● **BRANO**:

L’arte alle spalle, la bellezza di fronte?
Critici d’arte se ne trovano ad ogni angolo, mentre di una critica dell’arte c’è sempre bisogno. Per questo vale la pena prendere tra le mani l’opera di Arthur C. Danto, professore emerito alla Columbia University, scomparso lo scorso 25 ottobre, e seguire i fili di un’impresa speculativa che lo ha portato, dopo esser stato un giovane studioso di filosofia della storia, poi di Nietzsche, ad affrontare alcuni tra i temi più complessi della cultura contemporanea: arte, essere, linguaggio, esperienza estetica, forma e stile. Si mettano il cuore in pace quelli che già pregustano l’opera postuma dell’ennesimo elucubratore oscuro, che affoga in un linguaggio più raffazzonato che esoterico il vuoto di idee che generazioni di accademici sanno lasciare come testimone. Nelle opere di questo professore scorre al contrario una scrittura piana e ordinata, che non cede alla tentazione di intorbidare le acque per lasciar immaginare un’insondabile, quindi ipotetica, profondità; nel caso di Danto è valso davvero ciò che scrisse Zarathustra: la profondità, se è tale, non può e non deve temere la limpidezza della superficie.
Sarà anche per questo che il dilemma della spiegazione di cosa sia ciò che chiamiamo “arte” prende le mosse, nel suo percorso, dal personaggio che amò definirsi, in un’occasione, “profondamente superficiale”: Andy Warhol. Di fronte all’opera Brillo Box (una riproduzione pressoché identica di scatole che, nei supermercati, contenevano pagliette) Danto si chiese: perché questo oggetto è un’opera, mentre l’analogo, sullo scaffale del grocery, non lo è? Apparentemente, tutto ciò che cambia è la posizione che occupa l’oggetto nello spazio fisico e sociale: un supermercato in un caso, una galleria d’arte nell’altro. La reazione popolare a questi fenomeni non di rado è ed è stata quella esemplificata a suo tempo da Theodor Roosvelt, che di fronte alle opere esposte all’Armory Show del 1913 (tra cui non mancavano espressioni cubiste, futuriste o fauve) esclamò: “Questa non è arte!”. Che si tratti del 1913 o del 1964, anno dell’esposizione dei Brillo Box (o del 2013, anno in cui non si fatica a trovare chi sia pronto a negare che le opere di Damien Hirst siano oggetti d’arte), la reazione che voglia rifiutare lo status di opera a un oggetto non può eliminare il problema: che si voglia o meno concederlo, un simile status possiede un’esistenza sociale. Di che cosa si tratta?

● **DATI REGISTRATI**:
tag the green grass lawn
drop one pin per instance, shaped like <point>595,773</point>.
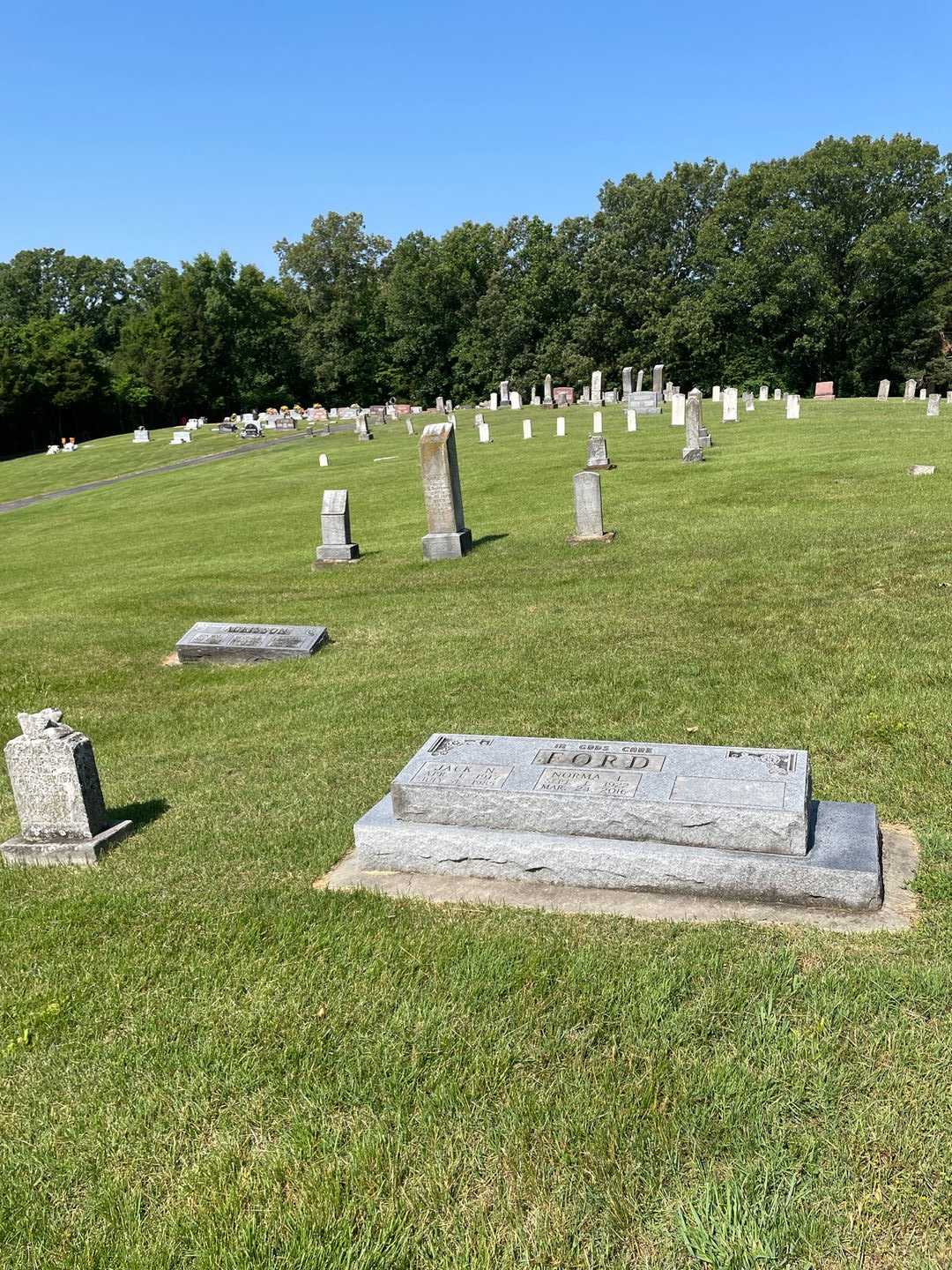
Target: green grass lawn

● **PROBLEMA ASSEGNATO**: Prosegui per favore il brano su Arthur Danto e sulla natura dell'arte, riprendendo subito dopo la domanda «Di che cosa si tratta?».

● **ESITO DEL COMPITO**:
Nell’articolo del ‘64, The Artworld, Danto mise in evidenza l’indiscernibilità estetica tra il readymade e l’oggetto con cui esso viene a identificarsi: non esiste una proprietà estetica (ossia qualcosa che sia possibile sentire, vedere, odorare, toccare) che distingua la Fontana di Duchamp da un qualsiasi orinatoio, o il Brillo Box di Warhol da un qualsiasi Brillo Box. Lo status di opera che viene riconosciuto a questi oggetti, una volta esposti, non ha nulla a che fare con il loro rapporto con i sensi: è un concetto/etichetta che viene loro applicato o, se si preferisce, sotto il quale sono sussunti. La nascita di un’opera è frutto di una catalogazione intellettuale, di un battesimo sociale, nel corso dei quali – in forme, modi e con giustificazioni che possono variare enormemente – una serie di individui riconosce a un oggetto questo status. Non si trattava di sostenere, come Warhol, che tutto è arte; semmai, che tutto o quasi può diventare arte, giacché questo status non dipende dall’oggetto (sia esso bello o brutto, stimolante o stupido, realizzato secondo questa o quella tecnica) ma da considerazioni puramente teoriche, che mutano rapidamente e lasciano ogni volta spazio al nuovo.
A causa di questa idea, Danto è stato spesso confuso con i sostenitori delle teorie sociali dell’arte (che nel linguaggio accademico, per ragioni di puro gergo, sono dette “istituzionali”); in verità, la precisazione della sua teoria (La trasfigurazione del banale, 1981) si ferma al di qua del promettente sentiero aperto in questa direzione, tra gli anni Settanta e Ottanta, da un altro professore statunitense, George Dickie, ancora oggi pressoché sconosciuto in Europa. Per Danto il consenso sociale attorno al battesimo di un oggetto come opera, anche quando limitato, non è la spiegazione, semmai ciò che deve essere spiegato; e volle cercare la soluzione nella sfera del cognitivo, definendo opera l’artefatto in grado di restituire al mondo un punto di vista, quello dell’artista. Definizione di dubbia forza, per ragioni su cui qui non c’è spazio di insistere; ma ciò che è importante è che questa impostazione ha presentato in modo nuovo il problema del rapporto tra arte e realtà, con un debito profondissimo verso gli stimoli del neo-dada e della pop art. L’arte non appare indebolimento (magari alla seconda potenza) del reale, come nelle diverse concezioni che possono richiamare l’antica condanna platonica; né ne costituisce un potenziamento sul piano della dignità, come nelle pretese di ogni estetismo o romanticismo, ivi compreso quello ermeneutico proposto da Heidegger e sviluppato da Gadamer.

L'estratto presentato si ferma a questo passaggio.